Directions:
A: From the Medicare for All article, copy the passage starting at "Expanding Coverage" and ending at "cost to patients.".
B: According to the Medicare for All article, what yearly cap would apply to any prescription drug copays under the Sanders plan?

Medicare for All: Part 2

January 11, 2019

In Part 1 of this series, we wrote about the phrase “Medicare for All” and how it means different things to different people. This week, we’re digging into one of the major proposals out there in order to better understand how it would affect health care.

In 2016, Senator Bernie Sanders announced his comprehensive plan to overhaul how Americans pay for health care, releasing it to the public just hours before a Democratic presidential primary debate. Since then, “Medicare for All” has been a topic of conversation at dinner tables across the country. So, what would health care under the Sanders plan look like?

Single-Payer
Currently, our payment system for health care services is a tangled web. Private insurance companies (like the ones who provide insurance coverage through employers), the federal government, and state governments all have a hand in paying for health care services. The Sanders plan would make the federal government the payer of health care costs, and would virtually eliminate all other payers. (Private insurance companies would be allowed to cover services that aren’t part of the new program, but since the new program would be quite comprehensive, private insurance would exist on the fringes.)

That means that Americans would no longer get health insurance through their employers, and that employers would actually be barred from offering insurance. Medicaid patients would also become part of the new program.

There are two exceptions. People currently getting coverage through the Veterans Affairs system or Indian Health Services would continue to do so.

Expanding Coverage
The Sanders plan offers generous coverage – more generous than some other single-payer systems around the world, in fact. Standard services such as hospital stays, primary care, maternity care, mental health, substance abuse treatment, and lab tests would be covered. It would also expand the services that are offered under the existing Medicare program. For example, dental and vision services, which aren’t currently covered by Medicare, would be covered in the future.

Prescription drugs would be covered, though possibly with some limited cost to patients.

Copays and Premiums
Patients would not have deductibles or copays under the new system. Two possible exceptions are prescription drugs (though any copays would be capped at $200 per year) and long-term care.

Phased in Over Four Years
The Sanders plan wouldn’t do everything overnight. Instead, it would phase in a new system over a four-year period. During the first year, the eligibility age for Medicare would be lowered to 55, then 45 in the second year, then 35 in the third year, and then finally to everyone in the fourth year. Children would be covered immediately in year one.

Cost
Then there’s the elephant in the room: cost. One widely-cited study comes from the libertarian Mercatus Center at George Mason University in Virginia. The study produced two interesting numbers, and your political leanings might influence which number interests you more.

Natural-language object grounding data
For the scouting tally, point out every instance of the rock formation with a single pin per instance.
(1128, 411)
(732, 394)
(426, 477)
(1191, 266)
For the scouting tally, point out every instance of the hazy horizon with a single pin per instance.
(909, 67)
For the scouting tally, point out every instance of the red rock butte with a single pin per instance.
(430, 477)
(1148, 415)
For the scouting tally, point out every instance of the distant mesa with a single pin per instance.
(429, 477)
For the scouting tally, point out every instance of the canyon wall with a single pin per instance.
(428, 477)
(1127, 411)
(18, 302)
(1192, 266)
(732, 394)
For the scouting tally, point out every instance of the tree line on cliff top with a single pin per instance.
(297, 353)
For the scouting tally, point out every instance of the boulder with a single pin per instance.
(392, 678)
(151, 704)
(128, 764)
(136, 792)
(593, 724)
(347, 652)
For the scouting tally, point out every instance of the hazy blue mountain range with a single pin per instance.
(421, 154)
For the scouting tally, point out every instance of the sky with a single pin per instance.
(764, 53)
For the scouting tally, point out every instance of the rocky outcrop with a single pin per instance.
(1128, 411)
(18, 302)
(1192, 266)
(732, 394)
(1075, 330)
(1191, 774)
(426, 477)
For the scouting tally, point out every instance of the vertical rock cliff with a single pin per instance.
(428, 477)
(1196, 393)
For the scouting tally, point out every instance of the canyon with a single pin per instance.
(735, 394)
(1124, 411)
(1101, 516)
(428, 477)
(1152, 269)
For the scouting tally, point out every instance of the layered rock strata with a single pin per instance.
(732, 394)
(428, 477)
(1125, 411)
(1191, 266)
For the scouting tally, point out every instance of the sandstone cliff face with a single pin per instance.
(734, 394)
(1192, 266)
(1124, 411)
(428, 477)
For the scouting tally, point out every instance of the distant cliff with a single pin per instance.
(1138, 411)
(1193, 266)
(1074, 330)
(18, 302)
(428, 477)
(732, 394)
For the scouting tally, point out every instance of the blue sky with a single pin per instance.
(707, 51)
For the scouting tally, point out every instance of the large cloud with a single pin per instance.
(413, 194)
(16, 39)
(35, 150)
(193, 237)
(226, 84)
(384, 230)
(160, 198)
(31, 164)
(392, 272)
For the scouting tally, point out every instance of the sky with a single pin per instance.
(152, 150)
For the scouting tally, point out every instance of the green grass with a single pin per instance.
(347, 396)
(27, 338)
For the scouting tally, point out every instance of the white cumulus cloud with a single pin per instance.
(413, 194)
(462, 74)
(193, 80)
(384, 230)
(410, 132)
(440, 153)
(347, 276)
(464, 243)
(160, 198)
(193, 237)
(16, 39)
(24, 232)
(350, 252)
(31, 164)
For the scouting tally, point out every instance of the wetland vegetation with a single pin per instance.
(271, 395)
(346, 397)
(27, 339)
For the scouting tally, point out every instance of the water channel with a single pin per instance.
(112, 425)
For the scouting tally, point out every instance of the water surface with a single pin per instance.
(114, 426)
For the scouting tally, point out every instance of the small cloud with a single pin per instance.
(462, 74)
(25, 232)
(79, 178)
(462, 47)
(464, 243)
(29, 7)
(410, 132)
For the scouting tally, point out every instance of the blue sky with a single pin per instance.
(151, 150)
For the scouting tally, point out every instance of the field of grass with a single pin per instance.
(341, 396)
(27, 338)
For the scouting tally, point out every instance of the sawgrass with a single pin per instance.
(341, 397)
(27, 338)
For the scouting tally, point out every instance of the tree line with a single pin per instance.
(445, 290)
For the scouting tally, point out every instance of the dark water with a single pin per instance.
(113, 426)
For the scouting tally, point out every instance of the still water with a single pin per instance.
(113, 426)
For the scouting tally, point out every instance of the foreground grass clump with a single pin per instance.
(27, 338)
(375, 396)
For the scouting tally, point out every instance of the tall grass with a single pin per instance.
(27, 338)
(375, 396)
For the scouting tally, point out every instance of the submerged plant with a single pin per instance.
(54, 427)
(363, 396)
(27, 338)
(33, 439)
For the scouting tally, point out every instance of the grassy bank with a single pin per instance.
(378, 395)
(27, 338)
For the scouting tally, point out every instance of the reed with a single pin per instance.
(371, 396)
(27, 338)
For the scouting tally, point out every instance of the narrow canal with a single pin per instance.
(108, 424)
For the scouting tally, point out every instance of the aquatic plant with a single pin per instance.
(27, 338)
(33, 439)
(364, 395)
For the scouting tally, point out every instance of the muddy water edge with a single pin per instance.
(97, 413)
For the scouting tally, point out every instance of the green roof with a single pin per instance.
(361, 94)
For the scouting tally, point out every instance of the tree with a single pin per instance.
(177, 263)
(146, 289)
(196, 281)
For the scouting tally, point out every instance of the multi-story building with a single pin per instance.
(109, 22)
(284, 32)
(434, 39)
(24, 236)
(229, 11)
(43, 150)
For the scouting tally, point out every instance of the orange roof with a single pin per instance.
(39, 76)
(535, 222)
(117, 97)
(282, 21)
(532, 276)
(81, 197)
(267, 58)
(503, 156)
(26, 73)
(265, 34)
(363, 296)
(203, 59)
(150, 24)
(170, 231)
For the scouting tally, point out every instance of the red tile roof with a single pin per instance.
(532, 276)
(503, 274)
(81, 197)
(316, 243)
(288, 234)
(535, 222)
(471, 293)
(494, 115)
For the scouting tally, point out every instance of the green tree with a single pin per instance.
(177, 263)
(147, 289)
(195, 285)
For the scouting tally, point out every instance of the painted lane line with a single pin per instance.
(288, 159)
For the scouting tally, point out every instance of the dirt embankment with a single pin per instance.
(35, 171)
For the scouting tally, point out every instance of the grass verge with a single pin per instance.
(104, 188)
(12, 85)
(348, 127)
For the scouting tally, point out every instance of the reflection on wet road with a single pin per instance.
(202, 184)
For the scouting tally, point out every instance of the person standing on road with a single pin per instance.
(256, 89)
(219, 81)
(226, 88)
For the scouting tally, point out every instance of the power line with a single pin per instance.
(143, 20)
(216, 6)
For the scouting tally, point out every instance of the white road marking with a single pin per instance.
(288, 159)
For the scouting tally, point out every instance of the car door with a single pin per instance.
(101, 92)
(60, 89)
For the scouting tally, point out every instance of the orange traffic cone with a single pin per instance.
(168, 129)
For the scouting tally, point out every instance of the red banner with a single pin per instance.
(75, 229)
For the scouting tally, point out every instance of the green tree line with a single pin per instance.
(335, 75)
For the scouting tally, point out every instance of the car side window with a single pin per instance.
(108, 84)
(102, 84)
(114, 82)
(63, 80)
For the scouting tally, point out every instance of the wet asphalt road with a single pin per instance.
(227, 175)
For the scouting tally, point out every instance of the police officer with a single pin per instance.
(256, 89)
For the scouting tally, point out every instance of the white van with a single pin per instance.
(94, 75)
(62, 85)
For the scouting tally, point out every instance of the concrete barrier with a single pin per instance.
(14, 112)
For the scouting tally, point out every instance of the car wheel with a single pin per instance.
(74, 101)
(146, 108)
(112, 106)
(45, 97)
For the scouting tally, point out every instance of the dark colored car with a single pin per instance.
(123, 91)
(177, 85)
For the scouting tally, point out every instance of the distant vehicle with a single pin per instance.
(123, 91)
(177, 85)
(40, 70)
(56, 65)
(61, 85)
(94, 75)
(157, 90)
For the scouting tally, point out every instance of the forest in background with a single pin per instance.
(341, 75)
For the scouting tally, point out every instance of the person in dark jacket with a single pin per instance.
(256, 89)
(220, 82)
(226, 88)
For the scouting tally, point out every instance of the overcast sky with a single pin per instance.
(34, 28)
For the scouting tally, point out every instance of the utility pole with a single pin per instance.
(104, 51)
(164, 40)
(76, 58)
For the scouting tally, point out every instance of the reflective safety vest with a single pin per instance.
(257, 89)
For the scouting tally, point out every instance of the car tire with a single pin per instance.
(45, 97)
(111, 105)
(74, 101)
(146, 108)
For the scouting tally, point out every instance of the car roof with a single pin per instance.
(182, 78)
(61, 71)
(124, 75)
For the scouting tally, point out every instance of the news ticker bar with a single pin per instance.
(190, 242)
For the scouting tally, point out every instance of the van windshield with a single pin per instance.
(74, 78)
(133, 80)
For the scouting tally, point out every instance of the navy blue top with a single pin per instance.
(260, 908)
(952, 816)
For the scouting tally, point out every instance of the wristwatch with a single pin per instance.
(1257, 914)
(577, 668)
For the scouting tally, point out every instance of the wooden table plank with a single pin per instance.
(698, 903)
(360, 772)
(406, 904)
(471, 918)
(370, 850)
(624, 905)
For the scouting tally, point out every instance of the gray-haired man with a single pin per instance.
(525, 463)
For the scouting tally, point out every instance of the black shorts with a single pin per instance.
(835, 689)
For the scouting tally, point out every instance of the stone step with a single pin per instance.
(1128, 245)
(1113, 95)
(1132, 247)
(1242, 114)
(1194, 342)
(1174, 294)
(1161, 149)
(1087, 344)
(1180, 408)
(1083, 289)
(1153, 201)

Answers per task:
A:
Expanding Coverage
The Sanders plan offers generous coverage – more generous than some other single-payer systems around the world, in fact. Standard services such as hospital stays, primary care, maternity care, mental health, substance abuse treatment, and lab tests would be covered. It would also expand the services that are offered under the existing Medicare program. For example, dental and vision services, which aren’t currently covered by Medicare, would be covered in the future.

Prescription drugs would be covered, though possibly with some limited cost to patients.

B: $200 per year